----- Available records

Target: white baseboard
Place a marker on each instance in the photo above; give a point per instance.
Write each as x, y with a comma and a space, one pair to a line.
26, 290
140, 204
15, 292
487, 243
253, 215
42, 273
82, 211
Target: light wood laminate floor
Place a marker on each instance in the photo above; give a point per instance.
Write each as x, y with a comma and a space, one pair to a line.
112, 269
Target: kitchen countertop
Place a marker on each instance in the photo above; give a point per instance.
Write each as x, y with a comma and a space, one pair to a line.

----------

§ Problem requirements
Print all of the entries exactly as they appear.

§ Answer
Target: white baseboard
Place a marker on each instance in the photo above; give a point per instance.
Write each as x, y with a comma and a space, one pair to a line.
26, 290
140, 204
15, 292
487, 243
253, 215
42, 273
82, 211
Target: light wood laminate floor
Place a marker on each instance in the photo above; give a point per instance.
Write each as x, y with a comma and a space, one pair to a line.
112, 269
Target: kitchen countertop
Place a marker on each instance in the photo above; give a point per instance.
Write each as x, y with a comma and a space, one pair to a line.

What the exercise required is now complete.